### Activity:
Summarize the text on switchgrass linkage maps in two sentences.

*** Opening of Provided text ***

Linkage Maps of Different Types

From Preliminary to Saturated Linkage Maps

The early generation of genetic maps include only morphological and isozyme markers, and later they were integrated through cytological markers and anchor markers shared by different maps. In switchgrass, the first publicly available genetic maps possesses totally 102 RFLP markers, among which 45 are on female map, and 57 on male map (Missaoui et al. 2005b). Then a higher density male and female framework maps were constructed, and their lengths were 1,645 and 1,376 cM with the genome estimated to be within 10 cM of a mapped marker in both maps (Okada et al. 2010). The present longest linkage map is 2,085 cM, with an average marker interval of 4.2 cM (Liu et al. 2012). The recent map consists of 18 linkage groups and is arranged into nine homoeologous pairs (Liu et al. 2012) (Table 1). ESTs from sequencing of switchgrass tissues, including young crowns and roots, were produced and made publicly available, which provide the resource for new marker development (Srivastava et al. 2010; Palmer et al. 2012). Recently, over 50,000 genomic-SSRs (Sharma et al. 2012) and 2,000 EST-SSRs (Wang et al. 2012) were respectively identified through high-resolution sequencing, and some of them were validated by PCR experiment for testing effective amplification and product-length polymorphism (Liu et al. 2013b). High throughput marker technologies including SNPs are available (Ersoz et al. 2012) and genotyping by sequencing is under development. Thus, the availability of an ultra high-density map in switchgrass is possible in the near future if more markers are added.

*** Close of Provided text ***
*** Opening of Extracted information ***

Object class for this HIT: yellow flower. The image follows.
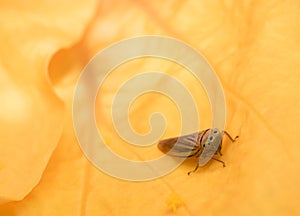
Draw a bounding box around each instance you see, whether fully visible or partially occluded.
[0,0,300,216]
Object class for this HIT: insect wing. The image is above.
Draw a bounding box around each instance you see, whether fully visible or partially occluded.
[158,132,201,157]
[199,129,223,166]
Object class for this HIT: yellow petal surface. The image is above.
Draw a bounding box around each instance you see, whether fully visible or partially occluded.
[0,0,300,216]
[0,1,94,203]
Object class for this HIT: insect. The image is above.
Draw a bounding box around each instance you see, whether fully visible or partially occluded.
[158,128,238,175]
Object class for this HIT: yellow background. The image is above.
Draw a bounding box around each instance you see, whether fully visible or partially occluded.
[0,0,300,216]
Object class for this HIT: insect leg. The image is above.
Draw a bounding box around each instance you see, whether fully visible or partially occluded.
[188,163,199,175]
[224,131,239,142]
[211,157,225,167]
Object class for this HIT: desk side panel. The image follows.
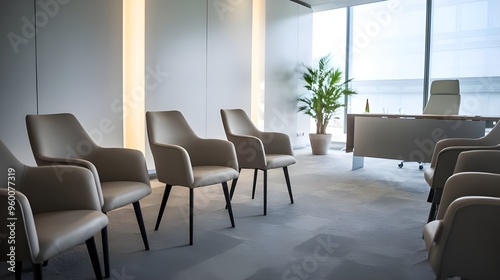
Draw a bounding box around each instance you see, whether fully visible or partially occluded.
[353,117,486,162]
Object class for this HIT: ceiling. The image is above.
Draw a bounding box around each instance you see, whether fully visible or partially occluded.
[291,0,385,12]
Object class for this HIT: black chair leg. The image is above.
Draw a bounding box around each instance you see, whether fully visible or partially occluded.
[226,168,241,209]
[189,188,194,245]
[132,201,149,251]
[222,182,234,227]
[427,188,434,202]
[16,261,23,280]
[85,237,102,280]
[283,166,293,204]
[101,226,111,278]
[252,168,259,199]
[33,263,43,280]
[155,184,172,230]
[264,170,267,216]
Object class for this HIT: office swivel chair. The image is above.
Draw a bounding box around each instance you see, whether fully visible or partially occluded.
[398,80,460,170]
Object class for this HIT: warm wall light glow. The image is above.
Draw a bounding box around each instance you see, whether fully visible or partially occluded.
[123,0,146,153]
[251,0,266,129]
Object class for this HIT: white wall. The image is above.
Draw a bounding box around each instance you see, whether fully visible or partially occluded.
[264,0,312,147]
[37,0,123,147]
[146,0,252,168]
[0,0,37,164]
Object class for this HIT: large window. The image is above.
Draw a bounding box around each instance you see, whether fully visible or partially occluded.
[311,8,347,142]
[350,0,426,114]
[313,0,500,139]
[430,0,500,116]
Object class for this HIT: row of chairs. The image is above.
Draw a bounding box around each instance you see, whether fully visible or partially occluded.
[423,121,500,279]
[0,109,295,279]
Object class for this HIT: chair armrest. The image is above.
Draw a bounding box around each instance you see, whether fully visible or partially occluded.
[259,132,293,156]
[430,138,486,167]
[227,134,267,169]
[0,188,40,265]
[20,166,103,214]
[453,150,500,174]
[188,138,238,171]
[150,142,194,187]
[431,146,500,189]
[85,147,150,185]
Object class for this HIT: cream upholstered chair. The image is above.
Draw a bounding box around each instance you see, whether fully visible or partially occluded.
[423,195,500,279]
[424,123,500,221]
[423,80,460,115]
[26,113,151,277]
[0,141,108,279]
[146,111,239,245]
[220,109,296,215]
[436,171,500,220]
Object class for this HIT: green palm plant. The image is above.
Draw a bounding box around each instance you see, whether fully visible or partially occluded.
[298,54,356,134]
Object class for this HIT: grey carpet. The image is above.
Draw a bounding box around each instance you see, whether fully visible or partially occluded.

*** Close of Extracted information ***

### The completed task:
Switchgrass genetic maps have grown from the first public maps, which held 102 RFLP markers split between a female and a male map, through denser framework maps to a current longest map of 2,085 cM with an average marker interval of 4.2 cM. Public ESTs, over 50,000 genomic-SSRs and 2,000 EST-SSRs, and high-throughput marker technologies such as SNPs make an ultra high-density switchgrass map possible in the near future if more markers are added.